_What you need to do_: Copy out the entries below precisely; nothing is to be omitted.

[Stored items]
——————
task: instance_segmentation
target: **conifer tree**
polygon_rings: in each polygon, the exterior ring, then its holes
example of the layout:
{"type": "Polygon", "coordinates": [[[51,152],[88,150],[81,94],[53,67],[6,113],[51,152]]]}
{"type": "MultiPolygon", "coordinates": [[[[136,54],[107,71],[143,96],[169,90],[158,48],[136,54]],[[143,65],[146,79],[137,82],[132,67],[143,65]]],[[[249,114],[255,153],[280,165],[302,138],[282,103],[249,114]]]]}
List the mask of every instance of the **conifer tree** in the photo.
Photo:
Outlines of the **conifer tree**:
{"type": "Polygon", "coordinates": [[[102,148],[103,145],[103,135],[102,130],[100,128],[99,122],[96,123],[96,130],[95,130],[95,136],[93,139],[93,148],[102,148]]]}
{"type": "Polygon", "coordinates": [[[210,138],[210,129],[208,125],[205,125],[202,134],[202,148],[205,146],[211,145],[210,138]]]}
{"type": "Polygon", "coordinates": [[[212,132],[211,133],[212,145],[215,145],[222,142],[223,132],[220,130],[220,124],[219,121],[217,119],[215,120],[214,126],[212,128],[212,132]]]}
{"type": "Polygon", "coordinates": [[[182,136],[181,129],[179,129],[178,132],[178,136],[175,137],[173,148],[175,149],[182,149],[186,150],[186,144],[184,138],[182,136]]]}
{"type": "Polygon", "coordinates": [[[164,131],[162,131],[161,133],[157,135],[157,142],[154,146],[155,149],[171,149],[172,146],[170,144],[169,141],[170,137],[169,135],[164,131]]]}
——————
_Answer to the task_:
task: instance_segmentation
target: **conifer tree**
polygon_rings: in each polygon, the exterior ring, then its holes
example of the layout:
{"type": "Polygon", "coordinates": [[[51,152],[88,150],[81,94],[53,67],[6,113],[51,152]]]}
{"type": "MultiPolygon", "coordinates": [[[[136,54],[107,71],[143,96],[169,90],[158,48],[136,54]],[[143,65],[146,79],[137,82],[132,67],[143,65]]],[[[249,114],[255,153],[280,165],[302,138],[282,103],[249,114]]]]}
List the mask of every instance of the **conifer tree** in the photo.
Photo:
Outlines of the **conifer tree**:
{"type": "Polygon", "coordinates": [[[102,148],[103,145],[103,135],[102,130],[100,128],[99,122],[96,123],[96,130],[95,130],[95,136],[93,139],[93,148],[102,148]]]}
{"type": "Polygon", "coordinates": [[[210,138],[210,129],[208,125],[205,125],[202,134],[202,148],[205,146],[211,145],[210,138]]]}
{"type": "Polygon", "coordinates": [[[212,132],[211,133],[212,145],[215,145],[222,142],[223,132],[220,130],[220,124],[219,121],[217,119],[215,120],[214,126],[212,128],[212,132]]]}
{"type": "Polygon", "coordinates": [[[182,136],[181,129],[179,129],[178,132],[178,136],[175,137],[173,148],[175,149],[182,149],[186,150],[186,144],[184,138],[182,136]]]}
{"type": "Polygon", "coordinates": [[[164,131],[162,131],[161,133],[157,135],[157,142],[154,146],[155,149],[171,149],[172,146],[170,144],[169,141],[170,137],[169,135],[164,131]]]}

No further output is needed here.